→ Data for this exercise:
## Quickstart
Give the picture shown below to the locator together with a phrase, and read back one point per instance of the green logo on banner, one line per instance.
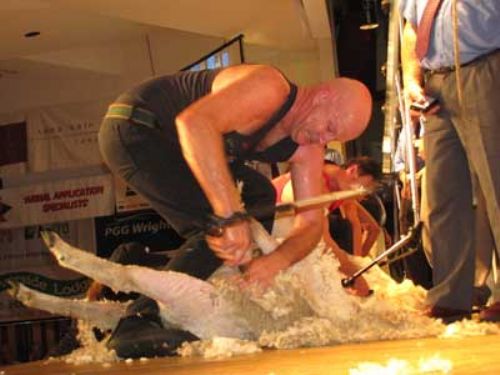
(62, 288)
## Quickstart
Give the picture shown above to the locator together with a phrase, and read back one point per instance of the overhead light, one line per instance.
(370, 19)
(32, 34)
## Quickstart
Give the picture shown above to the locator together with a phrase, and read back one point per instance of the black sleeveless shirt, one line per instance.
(167, 96)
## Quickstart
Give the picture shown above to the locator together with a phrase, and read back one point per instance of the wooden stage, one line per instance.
(471, 355)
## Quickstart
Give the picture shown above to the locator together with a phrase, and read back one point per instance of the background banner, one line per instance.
(64, 136)
(25, 258)
(62, 200)
(145, 227)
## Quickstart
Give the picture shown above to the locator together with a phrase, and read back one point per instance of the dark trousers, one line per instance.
(154, 167)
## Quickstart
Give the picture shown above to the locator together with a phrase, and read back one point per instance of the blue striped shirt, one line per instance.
(478, 30)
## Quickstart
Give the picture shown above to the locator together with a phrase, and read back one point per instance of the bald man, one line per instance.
(181, 142)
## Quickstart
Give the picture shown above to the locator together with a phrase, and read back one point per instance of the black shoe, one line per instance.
(447, 315)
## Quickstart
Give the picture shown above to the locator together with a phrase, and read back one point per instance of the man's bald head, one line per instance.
(350, 106)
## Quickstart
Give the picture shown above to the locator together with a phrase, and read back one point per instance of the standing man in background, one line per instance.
(450, 51)
(181, 141)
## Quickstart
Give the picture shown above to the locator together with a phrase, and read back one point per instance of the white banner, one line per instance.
(64, 136)
(49, 202)
(24, 258)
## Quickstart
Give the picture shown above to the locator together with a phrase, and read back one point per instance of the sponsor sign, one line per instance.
(56, 201)
(145, 227)
(24, 258)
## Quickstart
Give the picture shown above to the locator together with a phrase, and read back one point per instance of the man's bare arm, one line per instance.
(412, 71)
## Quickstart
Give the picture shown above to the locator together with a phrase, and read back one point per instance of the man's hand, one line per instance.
(234, 243)
(262, 271)
(360, 287)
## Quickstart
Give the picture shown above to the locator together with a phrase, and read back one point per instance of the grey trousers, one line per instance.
(459, 142)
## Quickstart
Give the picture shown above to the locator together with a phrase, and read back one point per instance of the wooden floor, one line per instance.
(472, 355)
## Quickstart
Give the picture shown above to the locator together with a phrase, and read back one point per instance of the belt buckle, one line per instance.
(133, 114)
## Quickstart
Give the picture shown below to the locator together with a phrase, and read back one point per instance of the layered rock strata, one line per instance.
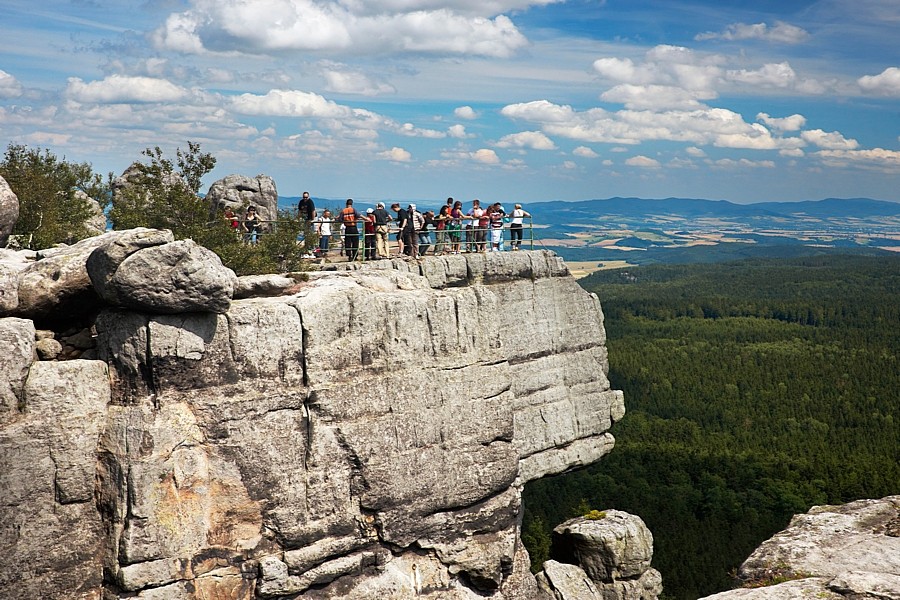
(366, 436)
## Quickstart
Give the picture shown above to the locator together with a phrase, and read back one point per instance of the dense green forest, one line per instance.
(755, 390)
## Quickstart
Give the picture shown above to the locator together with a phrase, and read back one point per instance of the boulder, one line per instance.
(363, 436)
(177, 277)
(102, 264)
(9, 211)
(615, 546)
(563, 581)
(255, 286)
(17, 341)
(51, 531)
(56, 285)
(849, 551)
(237, 192)
(9, 289)
(47, 348)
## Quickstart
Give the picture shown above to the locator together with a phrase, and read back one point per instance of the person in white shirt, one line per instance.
(323, 228)
(515, 226)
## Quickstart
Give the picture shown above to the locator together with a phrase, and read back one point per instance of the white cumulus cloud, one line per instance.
(527, 139)
(486, 156)
(396, 154)
(465, 112)
(358, 26)
(354, 82)
(122, 89)
(829, 141)
(886, 83)
(791, 123)
(9, 86)
(642, 161)
(779, 32)
(779, 75)
(653, 97)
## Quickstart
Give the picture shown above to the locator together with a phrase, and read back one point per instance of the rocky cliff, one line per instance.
(366, 434)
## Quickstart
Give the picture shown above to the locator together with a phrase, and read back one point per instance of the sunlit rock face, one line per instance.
(845, 552)
(366, 436)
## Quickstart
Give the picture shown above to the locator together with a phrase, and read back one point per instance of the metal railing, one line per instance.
(452, 239)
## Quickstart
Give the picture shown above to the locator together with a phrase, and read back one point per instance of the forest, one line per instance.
(755, 390)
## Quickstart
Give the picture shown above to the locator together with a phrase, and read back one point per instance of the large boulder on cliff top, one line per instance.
(851, 551)
(170, 278)
(56, 285)
(237, 192)
(9, 211)
(616, 546)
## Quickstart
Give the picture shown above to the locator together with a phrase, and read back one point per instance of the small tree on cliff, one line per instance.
(160, 196)
(50, 209)
(166, 195)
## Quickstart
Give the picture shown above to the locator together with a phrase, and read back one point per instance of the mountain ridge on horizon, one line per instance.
(836, 206)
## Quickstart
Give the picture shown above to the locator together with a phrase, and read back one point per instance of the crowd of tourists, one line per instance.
(416, 233)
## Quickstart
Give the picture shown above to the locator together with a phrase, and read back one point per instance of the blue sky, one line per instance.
(513, 100)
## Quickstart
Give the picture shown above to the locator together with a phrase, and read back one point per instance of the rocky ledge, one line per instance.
(366, 434)
(847, 552)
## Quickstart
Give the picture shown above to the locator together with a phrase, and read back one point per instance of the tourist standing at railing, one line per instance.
(402, 215)
(306, 208)
(323, 228)
(479, 221)
(349, 217)
(410, 228)
(441, 221)
(230, 217)
(381, 231)
(515, 226)
(369, 234)
(495, 216)
(456, 217)
(425, 233)
(252, 225)
(469, 227)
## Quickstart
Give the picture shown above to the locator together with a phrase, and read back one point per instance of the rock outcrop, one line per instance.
(143, 269)
(848, 552)
(237, 192)
(9, 211)
(603, 557)
(366, 436)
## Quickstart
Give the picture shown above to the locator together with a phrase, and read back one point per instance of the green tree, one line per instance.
(163, 194)
(51, 209)
(159, 196)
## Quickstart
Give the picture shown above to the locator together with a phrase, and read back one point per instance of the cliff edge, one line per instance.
(365, 435)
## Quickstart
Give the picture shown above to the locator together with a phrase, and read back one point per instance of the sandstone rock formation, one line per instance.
(366, 436)
(139, 268)
(239, 191)
(9, 211)
(607, 557)
(849, 552)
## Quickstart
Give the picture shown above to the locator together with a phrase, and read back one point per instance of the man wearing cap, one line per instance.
(369, 234)
(402, 215)
(381, 230)
(349, 217)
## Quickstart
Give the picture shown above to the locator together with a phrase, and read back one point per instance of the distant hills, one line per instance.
(642, 231)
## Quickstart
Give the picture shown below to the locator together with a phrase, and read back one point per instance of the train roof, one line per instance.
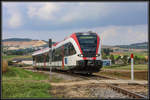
(47, 49)
(41, 51)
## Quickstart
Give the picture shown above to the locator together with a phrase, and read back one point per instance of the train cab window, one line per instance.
(71, 49)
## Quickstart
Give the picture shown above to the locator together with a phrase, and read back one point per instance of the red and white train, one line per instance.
(79, 53)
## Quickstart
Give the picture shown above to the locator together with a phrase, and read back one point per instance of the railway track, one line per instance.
(99, 77)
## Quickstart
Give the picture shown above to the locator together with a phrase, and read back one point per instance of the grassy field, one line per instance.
(127, 67)
(124, 72)
(20, 83)
(10, 57)
(138, 54)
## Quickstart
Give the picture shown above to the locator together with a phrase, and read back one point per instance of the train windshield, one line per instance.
(88, 44)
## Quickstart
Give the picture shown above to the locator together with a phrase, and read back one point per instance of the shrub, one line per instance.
(10, 63)
(4, 66)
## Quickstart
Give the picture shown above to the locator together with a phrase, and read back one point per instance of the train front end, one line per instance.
(90, 53)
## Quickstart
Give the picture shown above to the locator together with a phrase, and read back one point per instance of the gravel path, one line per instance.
(86, 91)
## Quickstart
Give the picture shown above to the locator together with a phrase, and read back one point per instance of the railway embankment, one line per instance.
(18, 80)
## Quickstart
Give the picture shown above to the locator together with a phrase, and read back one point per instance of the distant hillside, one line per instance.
(143, 45)
(17, 39)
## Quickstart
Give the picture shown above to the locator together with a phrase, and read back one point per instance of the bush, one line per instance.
(10, 63)
(4, 66)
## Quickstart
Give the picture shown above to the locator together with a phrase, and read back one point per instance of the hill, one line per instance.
(17, 39)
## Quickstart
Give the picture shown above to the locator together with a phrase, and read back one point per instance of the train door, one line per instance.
(62, 57)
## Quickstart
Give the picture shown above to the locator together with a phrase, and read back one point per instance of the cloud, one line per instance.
(15, 17)
(15, 20)
(44, 11)
(110, 35)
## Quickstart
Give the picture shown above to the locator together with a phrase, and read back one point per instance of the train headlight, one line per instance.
(80, 55)
(97, 55)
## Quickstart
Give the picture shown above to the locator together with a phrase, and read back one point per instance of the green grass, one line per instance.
(20, 83)
(23, 89)
(10, 57)
(138, 54)
(21, 74)
(127, 67)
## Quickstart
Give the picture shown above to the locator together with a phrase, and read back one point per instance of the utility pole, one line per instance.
(132, 71)
(50, 56)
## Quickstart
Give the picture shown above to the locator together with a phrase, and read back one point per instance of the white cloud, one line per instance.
(15, 19)
(45, 11)
(110, 35)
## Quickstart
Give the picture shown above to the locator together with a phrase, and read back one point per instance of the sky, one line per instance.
(117, 23)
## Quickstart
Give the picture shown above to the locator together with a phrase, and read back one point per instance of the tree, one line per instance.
(125, 59)
(112, 59)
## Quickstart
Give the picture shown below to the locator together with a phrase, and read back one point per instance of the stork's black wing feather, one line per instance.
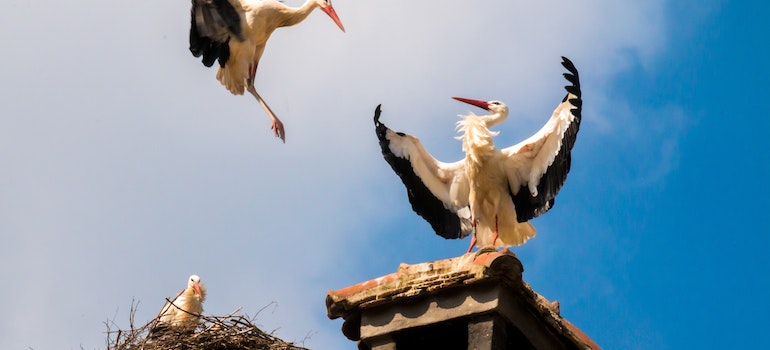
(528, 206)
(446, 222)
(212, 24)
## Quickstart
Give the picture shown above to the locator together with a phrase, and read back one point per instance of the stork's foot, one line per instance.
(473, 243)
(278, 130)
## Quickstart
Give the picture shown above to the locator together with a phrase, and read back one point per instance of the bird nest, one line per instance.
(231, 332)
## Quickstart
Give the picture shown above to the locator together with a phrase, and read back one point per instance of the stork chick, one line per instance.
(184, 311)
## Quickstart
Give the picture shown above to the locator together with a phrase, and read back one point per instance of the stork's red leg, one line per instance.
(473, 236)
(276, 124)
(494, 238)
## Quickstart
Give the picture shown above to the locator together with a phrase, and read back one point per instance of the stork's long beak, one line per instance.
(478, 103)
(333, 14)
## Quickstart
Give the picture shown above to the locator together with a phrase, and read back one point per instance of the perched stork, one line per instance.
(492, 192)
(184, 311)
(234, 32)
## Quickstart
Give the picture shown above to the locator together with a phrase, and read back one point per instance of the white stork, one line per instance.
(495, 191)
(235, 32)
(184, 311)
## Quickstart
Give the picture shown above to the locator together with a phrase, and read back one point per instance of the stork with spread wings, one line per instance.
(492, 192)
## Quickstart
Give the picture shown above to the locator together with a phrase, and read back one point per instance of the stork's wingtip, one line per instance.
(567, 63)
(377, 112)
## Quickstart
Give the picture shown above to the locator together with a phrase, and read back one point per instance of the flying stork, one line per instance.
(184, 311)
(492, 192)
(234, 32)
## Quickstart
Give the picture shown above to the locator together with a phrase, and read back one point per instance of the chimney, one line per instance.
(474, 301)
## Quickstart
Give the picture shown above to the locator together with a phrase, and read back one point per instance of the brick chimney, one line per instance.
(474, 301)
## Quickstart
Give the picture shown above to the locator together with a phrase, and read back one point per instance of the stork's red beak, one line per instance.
(333, 14)
(478, 103)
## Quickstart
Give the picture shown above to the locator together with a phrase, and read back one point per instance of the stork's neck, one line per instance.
(495, 118)
(294, 15)
(477, 138)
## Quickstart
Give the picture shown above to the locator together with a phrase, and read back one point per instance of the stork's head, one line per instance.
(326, 6)
(498, 111)
(198, 288)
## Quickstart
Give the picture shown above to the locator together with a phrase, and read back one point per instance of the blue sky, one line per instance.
(125, 166)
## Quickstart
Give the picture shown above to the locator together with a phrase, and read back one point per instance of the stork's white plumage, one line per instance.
(494, 190)
(234, 32)
(184, 311)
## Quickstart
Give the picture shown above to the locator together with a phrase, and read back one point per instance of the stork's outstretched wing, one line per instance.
(537, 167)
(437, 191)
(212, 24)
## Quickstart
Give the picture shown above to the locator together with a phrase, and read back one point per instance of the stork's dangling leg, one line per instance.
(276, 124)
(494, 238)
(473, 235)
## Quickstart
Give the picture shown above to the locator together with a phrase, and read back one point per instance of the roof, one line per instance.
(426, 279)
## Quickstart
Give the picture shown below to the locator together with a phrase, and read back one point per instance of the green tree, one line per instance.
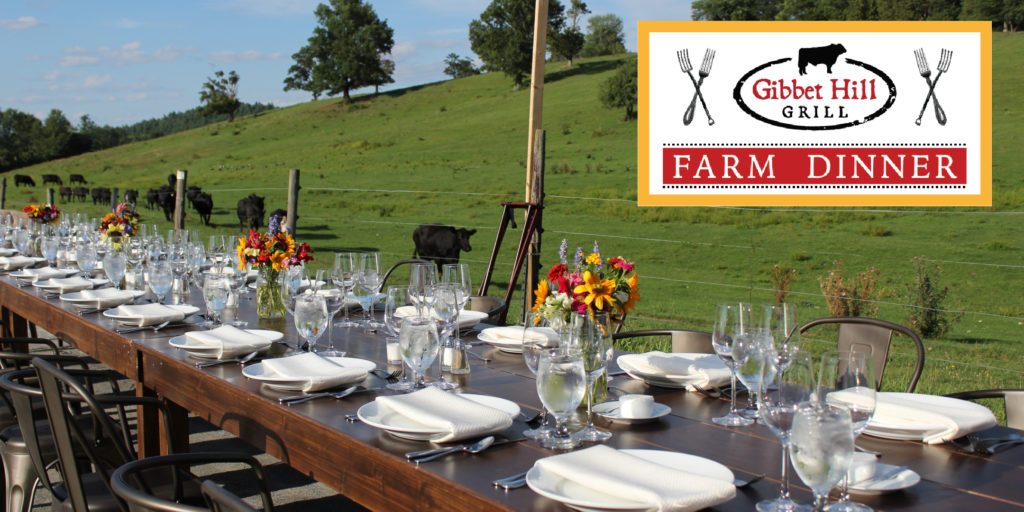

→ Requirement:
In the listing above, how many lines contain the string "background"? Reply with the number alone.

→ Written solution:
2